Whenever a line of the records below contains the word "positive", copy that line.

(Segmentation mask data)
[Start of section]

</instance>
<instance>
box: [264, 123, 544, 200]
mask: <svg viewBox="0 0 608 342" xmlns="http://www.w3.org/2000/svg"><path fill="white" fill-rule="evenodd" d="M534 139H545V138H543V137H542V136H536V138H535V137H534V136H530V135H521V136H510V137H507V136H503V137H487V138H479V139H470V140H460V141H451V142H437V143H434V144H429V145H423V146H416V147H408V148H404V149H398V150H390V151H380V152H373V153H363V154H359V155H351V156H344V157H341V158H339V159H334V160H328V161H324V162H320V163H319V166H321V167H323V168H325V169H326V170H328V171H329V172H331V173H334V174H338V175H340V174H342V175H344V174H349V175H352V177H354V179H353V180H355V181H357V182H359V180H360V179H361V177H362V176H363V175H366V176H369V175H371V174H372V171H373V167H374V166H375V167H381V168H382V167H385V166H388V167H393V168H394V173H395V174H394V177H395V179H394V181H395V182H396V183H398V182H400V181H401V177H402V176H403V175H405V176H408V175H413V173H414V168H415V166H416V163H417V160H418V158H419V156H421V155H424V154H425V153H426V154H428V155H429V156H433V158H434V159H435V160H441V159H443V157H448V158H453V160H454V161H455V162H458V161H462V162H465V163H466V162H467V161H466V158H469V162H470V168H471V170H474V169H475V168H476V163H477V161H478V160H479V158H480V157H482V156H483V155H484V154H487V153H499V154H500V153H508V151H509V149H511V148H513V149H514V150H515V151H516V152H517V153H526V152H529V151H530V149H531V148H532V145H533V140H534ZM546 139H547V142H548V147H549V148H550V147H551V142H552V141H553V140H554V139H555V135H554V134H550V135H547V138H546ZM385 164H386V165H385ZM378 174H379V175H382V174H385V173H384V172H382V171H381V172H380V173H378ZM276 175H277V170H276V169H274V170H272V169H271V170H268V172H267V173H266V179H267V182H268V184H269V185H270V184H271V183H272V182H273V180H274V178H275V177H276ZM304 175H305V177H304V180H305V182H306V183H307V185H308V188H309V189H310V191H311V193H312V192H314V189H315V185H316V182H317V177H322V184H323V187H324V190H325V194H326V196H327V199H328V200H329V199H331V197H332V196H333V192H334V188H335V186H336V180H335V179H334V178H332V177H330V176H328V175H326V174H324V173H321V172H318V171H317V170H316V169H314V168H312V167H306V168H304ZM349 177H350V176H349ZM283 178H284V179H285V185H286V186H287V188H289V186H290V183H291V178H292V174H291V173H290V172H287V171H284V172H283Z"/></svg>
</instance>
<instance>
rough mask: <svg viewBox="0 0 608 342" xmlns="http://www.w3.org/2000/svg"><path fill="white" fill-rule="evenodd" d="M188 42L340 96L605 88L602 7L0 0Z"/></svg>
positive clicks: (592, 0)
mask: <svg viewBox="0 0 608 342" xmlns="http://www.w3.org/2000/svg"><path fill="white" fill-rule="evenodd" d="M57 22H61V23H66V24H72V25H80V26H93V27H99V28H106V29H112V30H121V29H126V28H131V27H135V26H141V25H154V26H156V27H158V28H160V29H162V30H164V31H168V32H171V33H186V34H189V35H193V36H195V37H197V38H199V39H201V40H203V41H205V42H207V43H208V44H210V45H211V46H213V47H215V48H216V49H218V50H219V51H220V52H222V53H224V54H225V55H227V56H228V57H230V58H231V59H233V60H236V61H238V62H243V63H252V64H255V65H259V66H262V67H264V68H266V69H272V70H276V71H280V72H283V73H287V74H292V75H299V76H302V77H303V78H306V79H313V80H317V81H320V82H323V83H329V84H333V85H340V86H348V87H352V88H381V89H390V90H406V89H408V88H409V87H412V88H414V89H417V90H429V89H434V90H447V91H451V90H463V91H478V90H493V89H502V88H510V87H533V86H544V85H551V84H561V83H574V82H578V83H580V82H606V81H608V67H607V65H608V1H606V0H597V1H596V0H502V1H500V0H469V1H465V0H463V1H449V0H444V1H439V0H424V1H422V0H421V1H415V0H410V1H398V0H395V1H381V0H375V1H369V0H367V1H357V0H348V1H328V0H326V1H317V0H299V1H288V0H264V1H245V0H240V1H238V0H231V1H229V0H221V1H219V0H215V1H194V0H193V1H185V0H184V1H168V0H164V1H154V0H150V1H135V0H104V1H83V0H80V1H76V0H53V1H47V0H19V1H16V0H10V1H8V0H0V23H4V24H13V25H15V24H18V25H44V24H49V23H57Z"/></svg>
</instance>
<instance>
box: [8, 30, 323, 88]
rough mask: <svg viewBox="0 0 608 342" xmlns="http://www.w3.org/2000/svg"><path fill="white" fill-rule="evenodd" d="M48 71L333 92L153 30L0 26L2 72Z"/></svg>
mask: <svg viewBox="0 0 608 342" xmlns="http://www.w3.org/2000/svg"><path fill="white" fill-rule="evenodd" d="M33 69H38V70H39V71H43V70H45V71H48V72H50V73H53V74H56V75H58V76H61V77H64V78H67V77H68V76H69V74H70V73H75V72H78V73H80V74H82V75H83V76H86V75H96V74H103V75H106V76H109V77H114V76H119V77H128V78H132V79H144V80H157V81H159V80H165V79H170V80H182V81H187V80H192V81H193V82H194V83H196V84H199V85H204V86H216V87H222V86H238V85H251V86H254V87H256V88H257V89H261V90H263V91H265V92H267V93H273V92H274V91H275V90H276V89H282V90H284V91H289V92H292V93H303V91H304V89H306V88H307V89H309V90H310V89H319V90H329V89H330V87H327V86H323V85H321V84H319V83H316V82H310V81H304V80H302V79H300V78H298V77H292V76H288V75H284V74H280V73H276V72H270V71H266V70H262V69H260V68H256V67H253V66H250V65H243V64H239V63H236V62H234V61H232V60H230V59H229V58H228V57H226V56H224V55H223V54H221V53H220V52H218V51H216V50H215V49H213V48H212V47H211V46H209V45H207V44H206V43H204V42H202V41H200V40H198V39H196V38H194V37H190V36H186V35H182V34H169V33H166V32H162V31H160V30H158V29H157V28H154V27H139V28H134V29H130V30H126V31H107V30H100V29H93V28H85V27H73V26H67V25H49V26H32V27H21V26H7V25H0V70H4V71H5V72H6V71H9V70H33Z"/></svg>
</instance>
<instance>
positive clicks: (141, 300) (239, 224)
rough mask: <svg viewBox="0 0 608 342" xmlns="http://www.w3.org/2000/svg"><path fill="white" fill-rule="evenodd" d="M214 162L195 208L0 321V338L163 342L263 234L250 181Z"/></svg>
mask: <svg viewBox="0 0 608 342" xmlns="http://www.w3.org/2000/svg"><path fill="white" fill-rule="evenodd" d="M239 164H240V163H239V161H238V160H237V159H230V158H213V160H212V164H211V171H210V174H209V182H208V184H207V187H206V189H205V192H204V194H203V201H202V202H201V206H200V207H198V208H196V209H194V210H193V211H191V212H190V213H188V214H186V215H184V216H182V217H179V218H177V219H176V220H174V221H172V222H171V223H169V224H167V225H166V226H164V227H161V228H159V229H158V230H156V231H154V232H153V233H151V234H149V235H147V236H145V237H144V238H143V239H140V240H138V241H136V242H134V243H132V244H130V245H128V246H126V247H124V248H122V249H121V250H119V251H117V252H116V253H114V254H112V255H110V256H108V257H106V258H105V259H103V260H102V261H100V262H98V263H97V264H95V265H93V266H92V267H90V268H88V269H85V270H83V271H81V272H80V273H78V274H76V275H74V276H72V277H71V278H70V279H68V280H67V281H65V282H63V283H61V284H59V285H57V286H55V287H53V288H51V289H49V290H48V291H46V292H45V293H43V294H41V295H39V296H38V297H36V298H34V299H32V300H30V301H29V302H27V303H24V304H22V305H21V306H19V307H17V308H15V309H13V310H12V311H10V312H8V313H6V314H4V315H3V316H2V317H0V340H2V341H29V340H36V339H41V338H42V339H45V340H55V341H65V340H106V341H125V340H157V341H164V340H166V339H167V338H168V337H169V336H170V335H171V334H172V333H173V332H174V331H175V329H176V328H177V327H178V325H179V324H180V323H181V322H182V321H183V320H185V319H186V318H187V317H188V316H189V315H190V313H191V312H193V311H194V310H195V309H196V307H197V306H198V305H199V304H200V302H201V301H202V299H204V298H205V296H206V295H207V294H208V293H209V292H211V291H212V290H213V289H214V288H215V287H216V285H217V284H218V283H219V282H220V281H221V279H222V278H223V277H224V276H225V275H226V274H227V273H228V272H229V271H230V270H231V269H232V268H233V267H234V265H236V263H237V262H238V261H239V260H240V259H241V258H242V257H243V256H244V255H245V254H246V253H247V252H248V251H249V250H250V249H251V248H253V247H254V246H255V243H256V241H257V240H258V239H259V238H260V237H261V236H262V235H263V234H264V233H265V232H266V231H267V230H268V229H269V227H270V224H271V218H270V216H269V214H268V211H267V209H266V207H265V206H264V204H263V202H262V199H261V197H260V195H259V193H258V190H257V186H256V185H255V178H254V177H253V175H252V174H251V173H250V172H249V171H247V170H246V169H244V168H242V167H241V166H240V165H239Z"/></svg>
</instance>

[End of section]

Finished exercise:
positive clicks: (592, 0)
positive clicks: (141, 300) (239, 224)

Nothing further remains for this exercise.